§ Records for the task
— start —

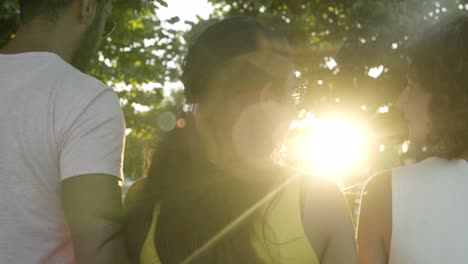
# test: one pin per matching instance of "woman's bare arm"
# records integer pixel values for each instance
(375, 220)
(328, 223)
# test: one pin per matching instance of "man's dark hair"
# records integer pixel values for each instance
(49, 9)
(439, 62)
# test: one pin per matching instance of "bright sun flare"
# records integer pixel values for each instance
(329, 146)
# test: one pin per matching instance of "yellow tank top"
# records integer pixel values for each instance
(285, 239)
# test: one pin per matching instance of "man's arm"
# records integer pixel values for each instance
(375, 220)
(93, 209)
(91, 143)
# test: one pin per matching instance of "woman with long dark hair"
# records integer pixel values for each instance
(215, 192)
(417, 214)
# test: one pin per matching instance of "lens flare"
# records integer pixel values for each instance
(328, 147)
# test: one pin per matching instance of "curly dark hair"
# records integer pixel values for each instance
(439, 62)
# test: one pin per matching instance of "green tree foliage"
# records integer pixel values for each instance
(139, 59)
(360, 36)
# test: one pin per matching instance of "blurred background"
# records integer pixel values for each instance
(350, 68)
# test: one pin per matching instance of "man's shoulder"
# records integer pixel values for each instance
(78, 82)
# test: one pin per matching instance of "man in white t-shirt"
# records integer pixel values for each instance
(61, 139)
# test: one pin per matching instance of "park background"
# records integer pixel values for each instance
(350, 67)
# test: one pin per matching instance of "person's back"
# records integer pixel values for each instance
(62, 137)
(428, 212)
(222, 197)
(42, 99)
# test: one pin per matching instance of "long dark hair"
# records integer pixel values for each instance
(196, 198)
(439, 62)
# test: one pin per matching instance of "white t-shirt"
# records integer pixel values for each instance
(430, 215)
(55, 123)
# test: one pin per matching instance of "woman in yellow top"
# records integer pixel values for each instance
(215, 193)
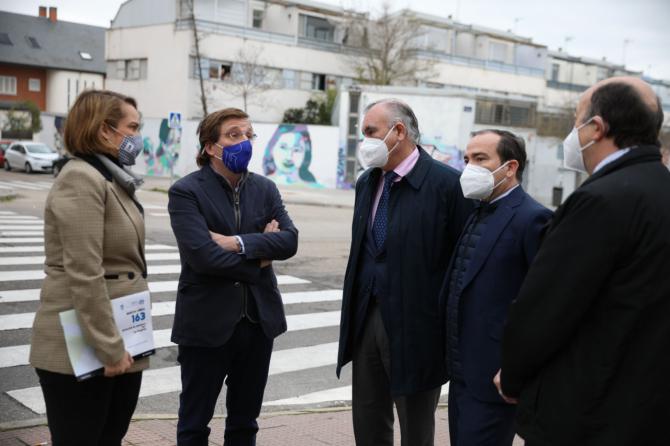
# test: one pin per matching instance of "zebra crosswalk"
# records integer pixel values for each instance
(302, 366)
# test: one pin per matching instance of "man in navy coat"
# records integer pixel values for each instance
(408, 213)
(230, 224)
(492, 257)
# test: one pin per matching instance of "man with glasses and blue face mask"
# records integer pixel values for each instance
(492, 257)
(408, 213)
(585, 348)
(230, 224)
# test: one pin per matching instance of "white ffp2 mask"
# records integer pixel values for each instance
(373, 151)
(477, 182)
(572, 150)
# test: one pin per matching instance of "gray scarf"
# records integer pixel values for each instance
(128, 180)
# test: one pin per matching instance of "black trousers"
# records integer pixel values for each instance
(472, 421)
(372, 400)
(243, 361)
(96, 411)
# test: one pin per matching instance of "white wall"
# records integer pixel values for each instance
(472, 76)
(166, 88)
(59, 96)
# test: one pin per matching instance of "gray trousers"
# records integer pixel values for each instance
(372, 400)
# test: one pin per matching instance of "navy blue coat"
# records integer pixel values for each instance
(210, 296)
(496, 271)
(426, 214)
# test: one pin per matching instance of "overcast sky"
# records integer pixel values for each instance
(588, 28)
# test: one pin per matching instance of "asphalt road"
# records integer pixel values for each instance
(303, 364)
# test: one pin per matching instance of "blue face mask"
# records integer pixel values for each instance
(236, 157)
(129, 149)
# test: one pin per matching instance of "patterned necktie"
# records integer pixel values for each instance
(381, 217)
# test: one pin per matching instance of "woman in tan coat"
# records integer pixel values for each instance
(94, 243)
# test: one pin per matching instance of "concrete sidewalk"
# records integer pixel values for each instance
(308, 428)
(302, 195)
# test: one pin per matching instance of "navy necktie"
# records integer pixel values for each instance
(381, 217)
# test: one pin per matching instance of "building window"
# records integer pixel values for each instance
(513, 115)
(318, 82)
(498, 52)
(8, 85)
(316, 28)
(4, 39)
(34, 85)
(289, 78)
(219, 70)
(306, 81)
(33, 42)
(257, 19)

— end —

§ What the exercise asks
Output a faithful copy of the data, with each picture left out.

§ Complete answer
# test: one pin per matching instance of "woman's bare arm"
# records integer pixel values for each instance
(375, 220)
(328, 223)
# test: one pin per matching instance of "man's dark hair"
# records integer pixel values for each instance
(49, 9)
(439, 62)
# test: one pin per matching instance of "bright sun flare"
# records integer pixel values for each instance
(329, 146)
# test: one pin per matching instance of "yellow tank top"
# records integer pixel values for each instance
(285, 239)
# test: one pin per matching instance of "man's arm"
# records integer pixel values for each instance
(375, 220)
(93, 209)
(91, 143)
# test: one pin per matching instance of "woman with long dark hair"
# records integer pixel values for each instance
(215, 192)
(417, 214)
# test: one pin per matching instance of "lens flare"
# records integer pixel values for each instance
(328, 147)
# test: one pin per matching instance of "curly dark hair"
# records integer pixel values for each instance
(439, 62)
# test: one pin per matching instance of "green tree foliage"
# records integer pixel values for each instance
(139, 59)
(360, 36)
# test: one pin per matching instance of "blurred background"
# records integer pixel values for each instance
(350, 68)
# test: one pin per matching instance of "man's shoulder"
# records integer pixel values for each instance
(78, 82)
# test: one pin per matching instance of "man in white t-shirt"
# records integer pixel values for each instance
(61, 139)
# test: one pin per matching instance of "park background"
# records integer pixel values for each instance
(350, 67)
# test: one pin per matching instance of "person's back"
# records integer pixel values for each instance
(62, 137)
(428, 212)
(222, 197)
(42, 99)
# test: one pin per matching instance of "long dark hair"
# records integer pixel values for each instance
(196, 198)
(439, 62)
# test: one pin per matching instance of "white t-shirt"
# records integer pixel values for each instance
(430, 215)
(55, 123)
# test: one pin per matching instance of "woman in yellow top"
# records integer pixel values for each instance
(215, 193)
# test: one pin per matching instance of "zebra crosswalk"
# records integer pixel values for each instance
(302, 366)
# test: one pin per matching instance of "man in navy coat"
# records integer pixel values for each instance
(408, 213)
(230, 224)
(492, 257)
# test: one pin per matching instance of "man with glasses and blue face mask"
# records integer pixel values for each instance
(492, 257)
(408, 213)
(585, 348)
(230, 224)
# test: one pin per matching instance of "white ffp2 mask"
# records integer pixel values for each instance
(373, 151)
(477, 182)
(572, 150)
# test: one pin per matching instance of "gray scarf"
# records integer pixel values for each instance
(128, 180)
# test: one pin per matching instance of "black trousers"
# records integer pixel values for each instance
(472, 421)
(372, 400)
(243, 361)
(96, 411)
# test: one pin per matching instance of "white wall"
# records integer pixel values for each instance
(472, 76)
(166, 88)
(59, 96)
# test: one pin per matching instance of "gray trousers"
# records integer pixel values for each instance
(372, 400)
# test: one pin per matching instance of "navy blue coat"
# records integer pixel values for each instance
(210, 296)
(496, 271)
(426, 214)
# test: one pin per matching instance of "overcast sky"
# records integer pixel values for each instance
(588, 28)
# test: one pin per matching instance of "asphalt road"
# records integer pixel values for each instance
(303, 364)
# test: one pin per matching instance of "blue face mask"
# records integer pixel values for each instance
(236, 157)
(129, 149)
# test: one pin per matching instance of "patterned necktie"
# records integer pixel values for each instance
(381, 217)
# test: one pin per matching instance of "woman in tan coat"
# records integer pixel values for each instance
(94, 243)
# test: one pin per matching instance of "concrete sidewalk"
# records integer pixel values for each instance
(308, 428)
(302, 195)
# test: one pin per matching instance of "navy necktie"
# records integer pixel values for each instance
(381, 217)
# test: one pin per matching instance of "building window"
# records integer pixel values for each instance
(513, 115)
(318, 82)
(498, 52)
(8, 85)
(316, 28)
(4, 39)
(34, 85)
(289, 78)
(219, 70)
(306, 81)
(33, 42)
(257, 19)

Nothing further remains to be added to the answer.